» INSTRUCCIONES DE LA TAREA
Muestra cada línea del material que contenga la palabra "dirt". Ten en cuenta las mayúsculas y minúsculas.

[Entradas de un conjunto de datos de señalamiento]
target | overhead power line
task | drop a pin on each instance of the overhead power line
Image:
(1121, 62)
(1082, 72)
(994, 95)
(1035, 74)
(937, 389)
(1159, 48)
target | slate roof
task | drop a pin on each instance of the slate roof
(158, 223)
---
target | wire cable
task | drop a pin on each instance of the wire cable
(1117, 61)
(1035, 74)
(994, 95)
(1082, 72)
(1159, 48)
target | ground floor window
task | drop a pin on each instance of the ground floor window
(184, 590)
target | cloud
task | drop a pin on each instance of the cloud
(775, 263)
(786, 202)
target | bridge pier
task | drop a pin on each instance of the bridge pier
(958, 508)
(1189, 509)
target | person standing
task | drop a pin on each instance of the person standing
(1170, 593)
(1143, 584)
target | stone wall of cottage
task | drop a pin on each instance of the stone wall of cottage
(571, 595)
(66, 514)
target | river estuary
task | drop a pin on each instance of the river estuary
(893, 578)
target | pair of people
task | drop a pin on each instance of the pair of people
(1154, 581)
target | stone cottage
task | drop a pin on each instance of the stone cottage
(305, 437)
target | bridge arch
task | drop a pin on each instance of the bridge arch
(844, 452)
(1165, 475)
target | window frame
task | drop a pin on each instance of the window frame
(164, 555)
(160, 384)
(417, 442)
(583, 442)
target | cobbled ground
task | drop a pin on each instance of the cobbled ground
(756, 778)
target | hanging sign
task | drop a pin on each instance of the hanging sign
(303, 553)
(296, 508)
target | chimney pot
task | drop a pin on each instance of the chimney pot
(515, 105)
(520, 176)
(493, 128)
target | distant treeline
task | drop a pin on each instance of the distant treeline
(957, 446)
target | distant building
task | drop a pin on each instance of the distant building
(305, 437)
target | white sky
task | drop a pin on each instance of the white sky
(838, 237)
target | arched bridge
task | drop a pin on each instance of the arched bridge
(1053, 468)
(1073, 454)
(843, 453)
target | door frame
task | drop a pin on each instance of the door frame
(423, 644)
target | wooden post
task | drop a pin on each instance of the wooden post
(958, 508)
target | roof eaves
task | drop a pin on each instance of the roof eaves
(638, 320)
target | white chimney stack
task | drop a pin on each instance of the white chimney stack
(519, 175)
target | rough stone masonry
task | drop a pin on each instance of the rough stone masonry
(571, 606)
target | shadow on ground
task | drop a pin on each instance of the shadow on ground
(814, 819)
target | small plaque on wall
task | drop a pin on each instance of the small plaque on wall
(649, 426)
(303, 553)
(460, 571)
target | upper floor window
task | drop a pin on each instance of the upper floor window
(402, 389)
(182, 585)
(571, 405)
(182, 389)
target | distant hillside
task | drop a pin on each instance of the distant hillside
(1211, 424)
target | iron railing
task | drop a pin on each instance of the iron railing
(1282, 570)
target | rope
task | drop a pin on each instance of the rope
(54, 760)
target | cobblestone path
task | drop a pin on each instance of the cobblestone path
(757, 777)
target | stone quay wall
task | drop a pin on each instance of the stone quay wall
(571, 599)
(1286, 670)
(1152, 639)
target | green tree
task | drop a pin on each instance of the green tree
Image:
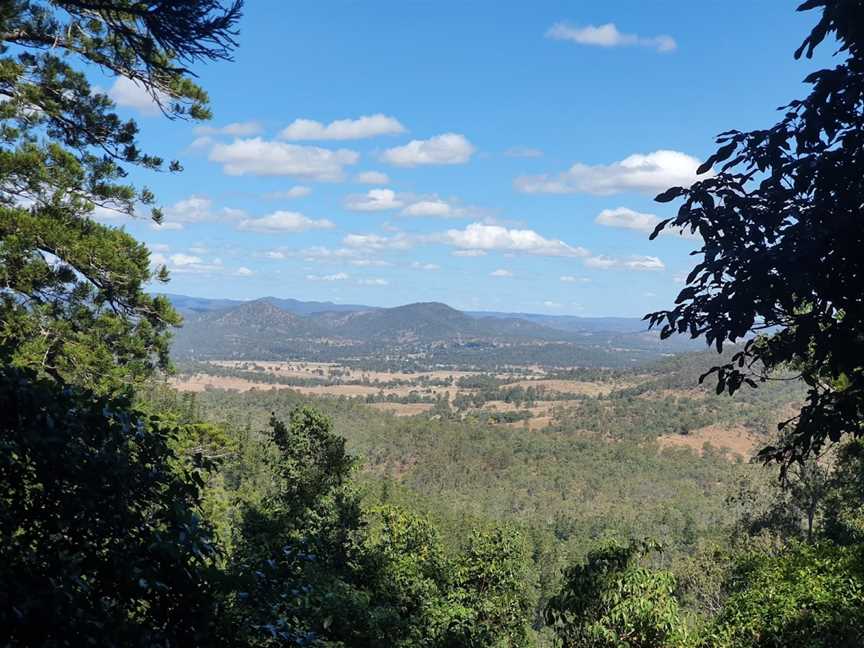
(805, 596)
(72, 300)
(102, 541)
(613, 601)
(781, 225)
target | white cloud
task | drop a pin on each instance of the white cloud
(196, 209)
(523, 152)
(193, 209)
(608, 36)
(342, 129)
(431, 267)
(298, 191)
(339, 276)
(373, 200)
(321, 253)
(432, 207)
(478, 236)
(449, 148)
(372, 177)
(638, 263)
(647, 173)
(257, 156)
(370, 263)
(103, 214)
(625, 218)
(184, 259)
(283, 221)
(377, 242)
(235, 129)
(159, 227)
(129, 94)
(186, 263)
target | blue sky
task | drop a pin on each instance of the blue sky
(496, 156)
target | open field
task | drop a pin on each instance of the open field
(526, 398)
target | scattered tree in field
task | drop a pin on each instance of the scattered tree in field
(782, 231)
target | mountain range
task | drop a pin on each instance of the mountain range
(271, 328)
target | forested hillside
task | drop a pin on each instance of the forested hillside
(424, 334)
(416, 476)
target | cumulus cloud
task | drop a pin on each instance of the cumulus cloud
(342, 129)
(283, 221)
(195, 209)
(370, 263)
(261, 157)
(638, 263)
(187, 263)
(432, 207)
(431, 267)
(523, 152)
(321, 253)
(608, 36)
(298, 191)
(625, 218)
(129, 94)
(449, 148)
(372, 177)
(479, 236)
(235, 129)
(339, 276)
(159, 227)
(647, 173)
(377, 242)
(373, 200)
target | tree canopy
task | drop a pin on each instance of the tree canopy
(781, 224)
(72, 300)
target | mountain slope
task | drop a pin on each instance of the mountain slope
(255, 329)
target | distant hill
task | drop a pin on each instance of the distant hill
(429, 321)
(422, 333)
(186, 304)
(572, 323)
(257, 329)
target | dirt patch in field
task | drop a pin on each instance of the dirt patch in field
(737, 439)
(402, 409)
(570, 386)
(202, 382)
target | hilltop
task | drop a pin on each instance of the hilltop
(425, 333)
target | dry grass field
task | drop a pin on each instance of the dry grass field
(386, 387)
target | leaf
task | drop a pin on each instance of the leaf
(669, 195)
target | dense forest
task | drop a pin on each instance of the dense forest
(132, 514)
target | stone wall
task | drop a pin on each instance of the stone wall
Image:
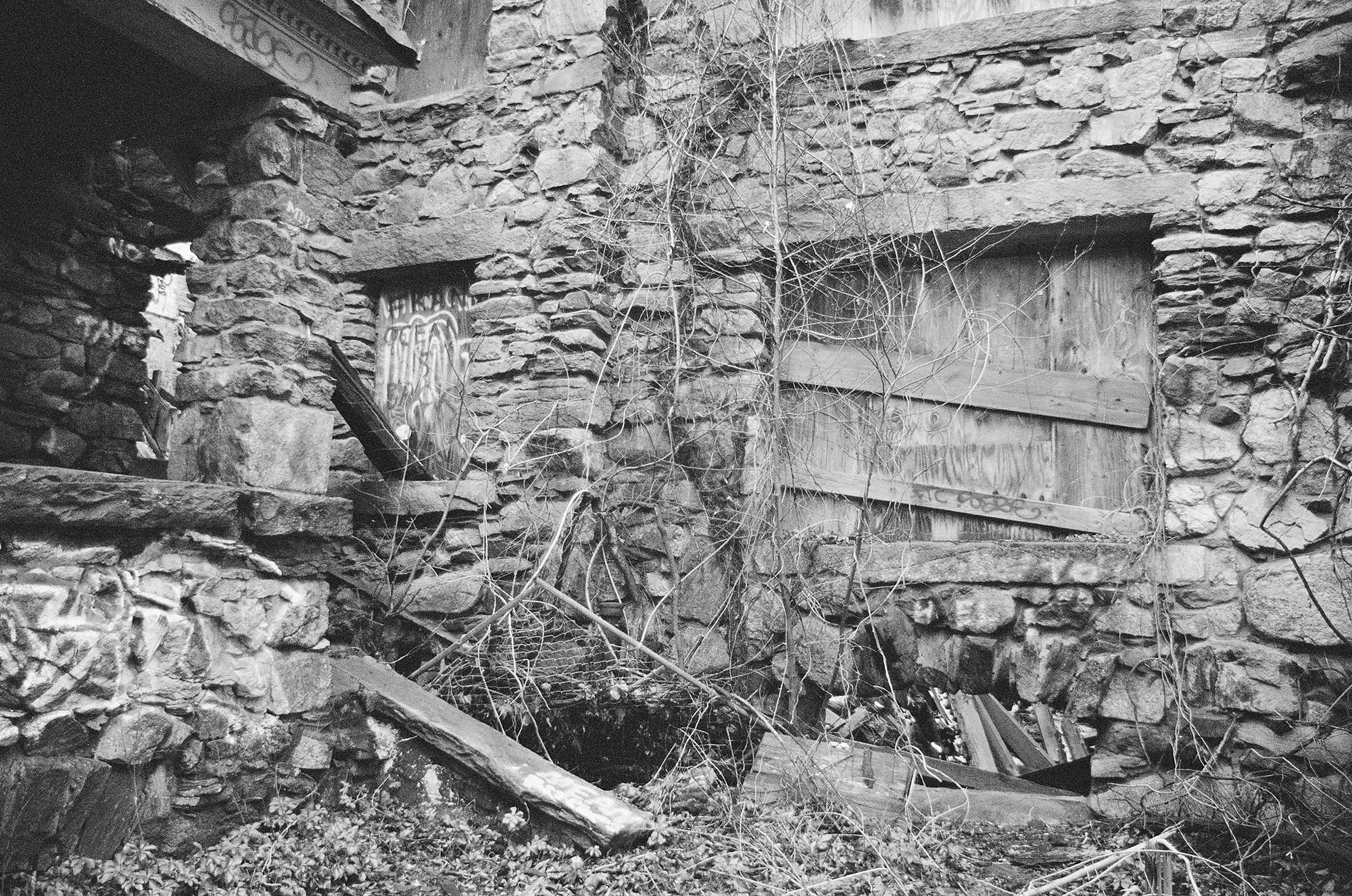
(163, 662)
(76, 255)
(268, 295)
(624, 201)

» RESULTADO DE LA TAREA
target | dirt patch in field
task | drop a pin on each instance of the dirt patch in field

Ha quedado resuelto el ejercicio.